## Written exercise 1
Answer these questions about the text on C++ casts:
(a) Which two strings does the text call easy to search for?
(b) What ability does static_cast<>() give that a C-style cast lacks?
(c) According to the text, the C-style cast would allow an integer pointer to point to what?

## Extracted text
>>

As you can see, there is no easy way to distinguish between the two situations without knowing a lot about all the classes involved.
The second problem is that the C-style casts are too hard to locate. In complex expressions it can be very hard to see C-style casts. It is virtually impossible to write an automated tool that needs to locate C-style casts (for example a search tool) without a full blown C++ compiler front-end. On the other hand, it's easy to search for "static_cast<" or "reinterpret_cast<".
pOther = reinterpret_cast<CMyOtherStuff*>(pSomething);
// No compiler error.
// but the presence of a reinterpret_cast<> is
// like a Siren with Red Flashing Lights in your code.
// The mere typing of it should cause you to feel VERY uncomfortable.
That means that, not only are C-style casts more dangerous, but it's a lot harder to find them all to make sure that they are correct.
One pragmatic tip: you can search easily for the static_cast keyword in your source code if you plan to tidy up the project.
In short:
static_cast<>() gives you a compile time checking ability, C-Style
cast doesn't.
static_cast<>() can be spotted easily
anywhere inside a C++ source code; in contrast, C_Style cast is harder to spot.
Intentions are conveyed much better using C++ casts.
More Explanation:
The static cast performs conversions between compatible types. It
is similar to the C-style cast, but is more restrictive. For example,
the C-style cast would allow an integer pointer to point to a char.

<<

[Extracted data listing]
>>

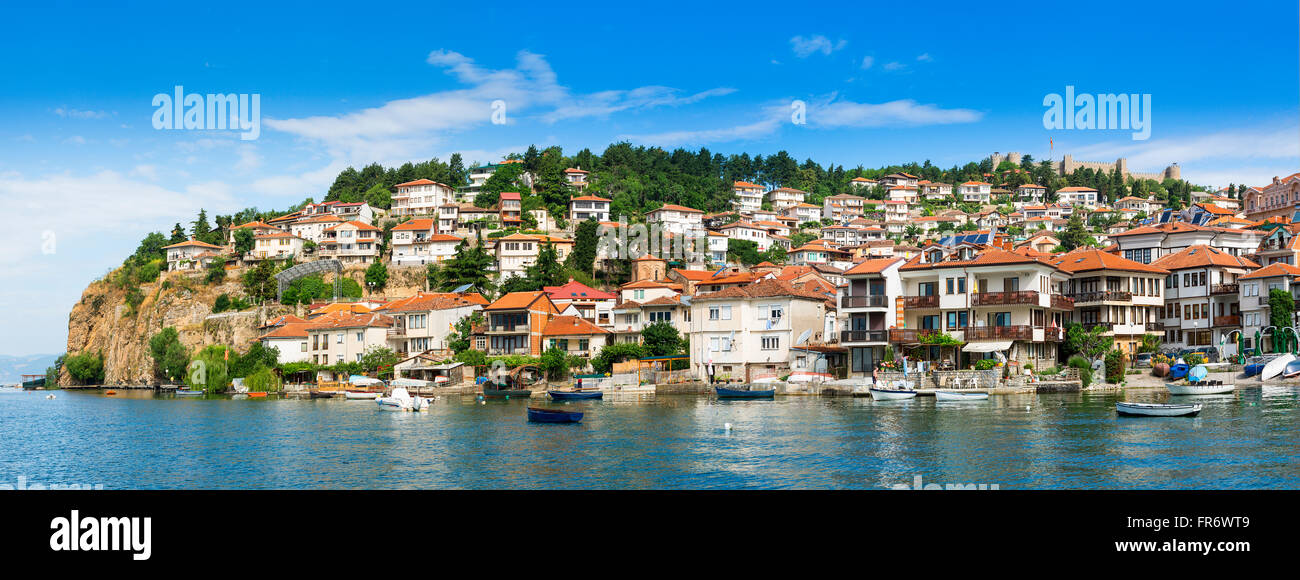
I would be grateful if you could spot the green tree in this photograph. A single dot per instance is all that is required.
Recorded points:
(209, 369)
(169, 355)
(259, 281)
(380, 360)
(243, 241)
(616, 353)
(1075, 233)
(586, 237)
(86, 367)
(554, 363)
(661, 340)
(1281, 310)
(377, 276)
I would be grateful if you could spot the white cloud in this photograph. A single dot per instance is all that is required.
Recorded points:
(78, 113)
(148, 172)
(748, 131)
(805, 47)
(605, 103)
(906, 112)
(1248, 156)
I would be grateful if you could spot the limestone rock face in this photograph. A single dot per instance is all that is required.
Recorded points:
(103, 323)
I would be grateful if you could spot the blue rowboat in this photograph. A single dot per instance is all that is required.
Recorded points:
(573, 395)
(1178, 371)
(724, 393)
(551, 415)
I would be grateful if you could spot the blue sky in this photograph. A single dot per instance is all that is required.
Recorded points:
(342, 85)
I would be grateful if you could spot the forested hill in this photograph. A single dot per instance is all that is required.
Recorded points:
(642, 178)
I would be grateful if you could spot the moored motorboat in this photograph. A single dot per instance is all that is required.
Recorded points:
(1275, 367)
(401, 399)
(1178, 369)
(744, 393)
(553, 415)
(1203, 388)
(575, 394)
(892, 394)
(492, 393)
(1157, 410)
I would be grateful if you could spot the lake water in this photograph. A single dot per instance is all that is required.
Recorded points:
(138, 440)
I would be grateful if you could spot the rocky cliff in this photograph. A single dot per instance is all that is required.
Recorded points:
(103, 321)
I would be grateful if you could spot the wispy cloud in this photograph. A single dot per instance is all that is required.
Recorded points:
(1260, 152)
(805, 47)
(824, 113)
(66, 112)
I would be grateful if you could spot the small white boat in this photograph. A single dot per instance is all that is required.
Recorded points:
(402, 401)
(892, 394)
(1196, 389)
(1158, 410)
(1275, 367)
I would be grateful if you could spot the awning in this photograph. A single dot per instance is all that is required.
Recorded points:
(991, 346)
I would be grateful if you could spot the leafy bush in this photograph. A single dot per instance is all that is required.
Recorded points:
(1084, 367)
(1114, 367)
(86, 367)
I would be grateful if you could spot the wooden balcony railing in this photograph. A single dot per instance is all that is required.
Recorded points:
(909, 334)
(921, 302)
(1023, 297)
(1014, 333)
(869, 301)
(863, 336)
(1108, 295)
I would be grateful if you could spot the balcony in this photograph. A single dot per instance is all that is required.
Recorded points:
(1227, 320)
(1108, 295)
(863, 336)
(1013, 333)
(909, 334)
(1025, 297)
(921, 302)
(870, 301)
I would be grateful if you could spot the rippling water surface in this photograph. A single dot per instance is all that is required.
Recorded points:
(135, 441)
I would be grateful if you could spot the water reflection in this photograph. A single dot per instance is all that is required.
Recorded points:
(139, 440)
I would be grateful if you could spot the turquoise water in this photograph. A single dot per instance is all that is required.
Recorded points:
(141, 441)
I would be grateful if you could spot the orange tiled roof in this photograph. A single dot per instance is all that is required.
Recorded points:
(1092, 259)
(1273, 269)
(1200, 256)
(872, 267)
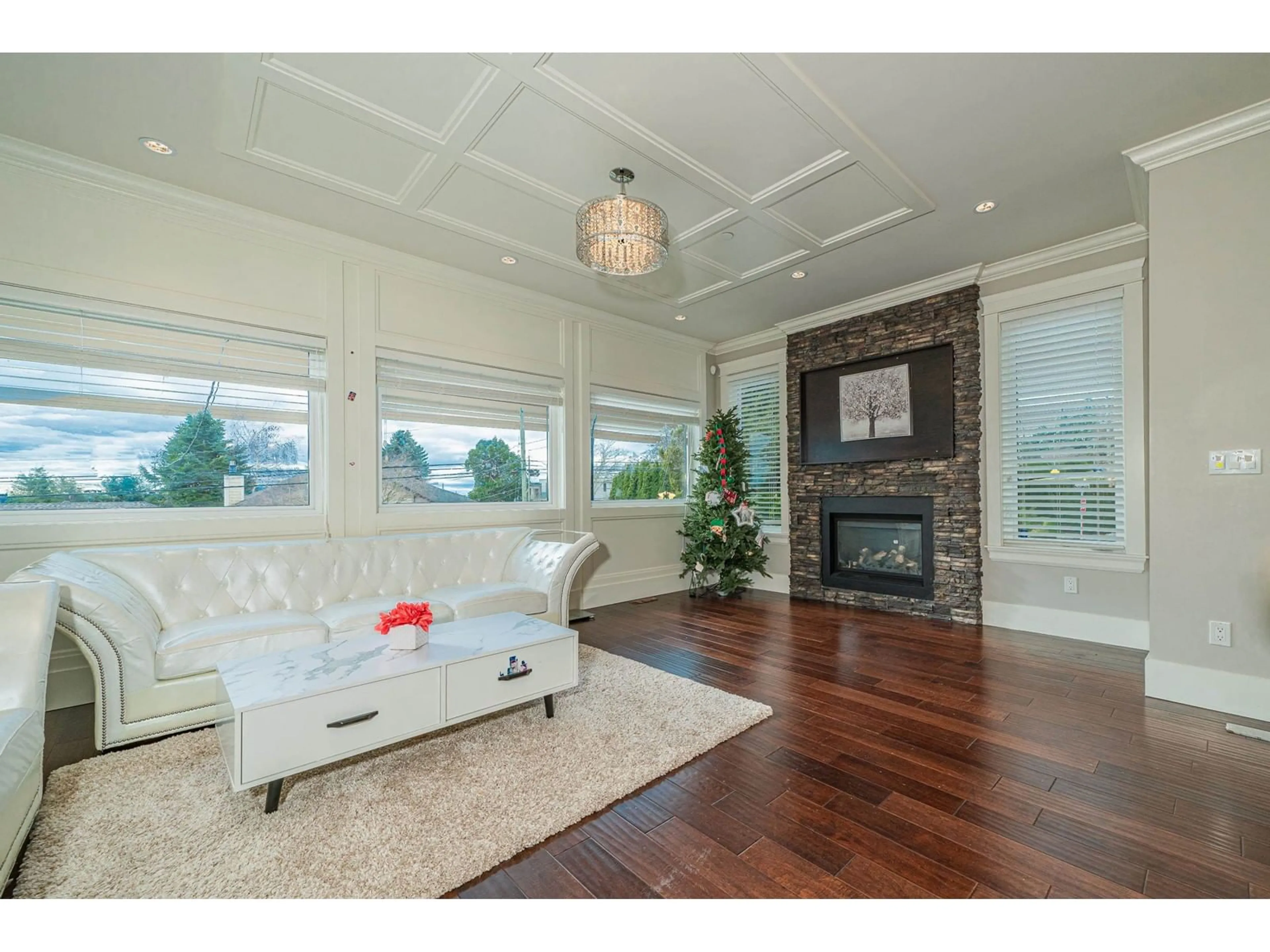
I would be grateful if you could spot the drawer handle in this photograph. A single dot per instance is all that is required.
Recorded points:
(359, 719)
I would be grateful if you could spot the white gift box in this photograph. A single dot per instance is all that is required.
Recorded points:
(407, 638)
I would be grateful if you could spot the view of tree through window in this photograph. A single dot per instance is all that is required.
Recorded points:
(429, 461)
(75, 438)
(653, 469)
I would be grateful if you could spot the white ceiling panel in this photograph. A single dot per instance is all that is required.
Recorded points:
(313, 140)
(677, 282)
(733, 141)
(714, 110)
(548, 146)
(745, 249)
(839, 205)
(510, 218)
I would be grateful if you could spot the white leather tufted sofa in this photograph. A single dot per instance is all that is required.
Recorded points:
(27, 616)
(153, 622)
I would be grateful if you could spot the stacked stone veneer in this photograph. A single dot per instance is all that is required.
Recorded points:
(951, 318)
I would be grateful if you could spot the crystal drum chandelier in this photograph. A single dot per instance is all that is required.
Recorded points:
(623, 235)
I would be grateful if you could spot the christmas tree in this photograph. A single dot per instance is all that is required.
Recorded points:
(723, 537)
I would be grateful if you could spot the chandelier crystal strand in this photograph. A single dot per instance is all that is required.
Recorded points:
(621, 234)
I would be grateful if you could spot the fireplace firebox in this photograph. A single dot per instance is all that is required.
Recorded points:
(879, 544)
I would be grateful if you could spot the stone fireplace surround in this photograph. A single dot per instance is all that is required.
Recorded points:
(949, 318)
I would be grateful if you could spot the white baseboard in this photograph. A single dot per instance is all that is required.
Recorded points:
(778, 583)
(613, 588)
(70, 681)
(1244, 695)
(1082, 626)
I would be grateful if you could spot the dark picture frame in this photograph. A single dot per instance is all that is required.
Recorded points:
(930, 411)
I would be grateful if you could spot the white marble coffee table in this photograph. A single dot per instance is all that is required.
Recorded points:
(302, 709)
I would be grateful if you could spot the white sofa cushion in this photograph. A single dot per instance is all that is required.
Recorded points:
(361, 615)
(489, 598)
(196, 647)
(185, 583)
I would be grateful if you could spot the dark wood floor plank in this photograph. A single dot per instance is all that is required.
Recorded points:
(540, 876)
(496, 885)
(724, 829)
(714, 862)
(657, 869)
(906, 757)
(604, 876)
(795, 874)
(794, 837)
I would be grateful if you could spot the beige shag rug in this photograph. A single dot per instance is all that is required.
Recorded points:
(413, 820)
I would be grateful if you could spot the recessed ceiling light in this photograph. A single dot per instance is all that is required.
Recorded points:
(154, 145)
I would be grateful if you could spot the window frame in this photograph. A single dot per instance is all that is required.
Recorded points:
(997, 309)
(693, 444)
(557, 457)
(77, 526)
(746, 366)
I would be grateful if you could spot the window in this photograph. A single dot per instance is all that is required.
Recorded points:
(130, 411)
(756, 388)
(641, 446)
(1062, 423)
(1067, 460)
(463, 433)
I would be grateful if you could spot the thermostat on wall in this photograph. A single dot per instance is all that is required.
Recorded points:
(1234, 462)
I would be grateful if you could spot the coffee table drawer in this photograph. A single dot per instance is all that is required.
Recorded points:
(287, 737)
(474, 686)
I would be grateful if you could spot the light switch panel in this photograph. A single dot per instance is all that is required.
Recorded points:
(1234, 462)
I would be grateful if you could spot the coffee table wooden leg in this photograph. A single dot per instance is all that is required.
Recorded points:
(271, 798)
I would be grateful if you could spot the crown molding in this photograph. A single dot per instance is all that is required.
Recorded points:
(887, 299)
(230, 218)
(1201, 139)
(1067, 252)
(762, 337)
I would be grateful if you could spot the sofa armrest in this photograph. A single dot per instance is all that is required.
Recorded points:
(28, 610)
(550, 567)
(105, 612)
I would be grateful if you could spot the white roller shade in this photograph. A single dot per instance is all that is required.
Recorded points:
(1062, 422)
(757, 398)
(470, 382)
(54, 329)
(55, 352)
(638, 418)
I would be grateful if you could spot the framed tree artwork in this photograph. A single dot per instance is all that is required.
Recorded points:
(889, 408)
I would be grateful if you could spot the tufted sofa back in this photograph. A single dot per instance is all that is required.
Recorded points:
(183, 583)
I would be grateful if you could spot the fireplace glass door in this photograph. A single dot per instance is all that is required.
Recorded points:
(881, 546)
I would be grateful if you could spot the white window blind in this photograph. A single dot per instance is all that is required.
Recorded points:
(1062, 423)
(450, 393)
(635, 418)
(757, 398)
(641, 446)
(77, 358)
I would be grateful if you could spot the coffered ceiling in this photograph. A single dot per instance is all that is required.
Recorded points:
(862, 171)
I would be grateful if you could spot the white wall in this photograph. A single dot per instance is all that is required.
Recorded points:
(1209, 343)
(120, 238)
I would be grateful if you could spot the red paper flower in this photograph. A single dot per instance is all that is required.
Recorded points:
(405, 614)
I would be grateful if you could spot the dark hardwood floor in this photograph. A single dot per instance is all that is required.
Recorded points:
(905, 758)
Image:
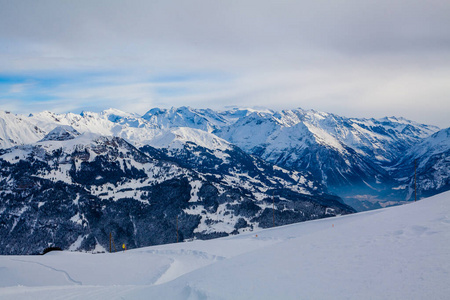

<<

## Written exercise 2
List each line of the listing that contains the string "wooden", treating case as significant.

## Worked answer 1
(a) "static_cast<" and "reinterpret_cast<"
(b) Compile time checking
(c) A char

## Worked answer 2
I would be grateful if you could spot the wooden balcony railing in this photograph. A single dot per instance is all that is required.
I would be grateful if you could spot the coffee table wooden leg in this photograph. A single dot per instance is all that is required.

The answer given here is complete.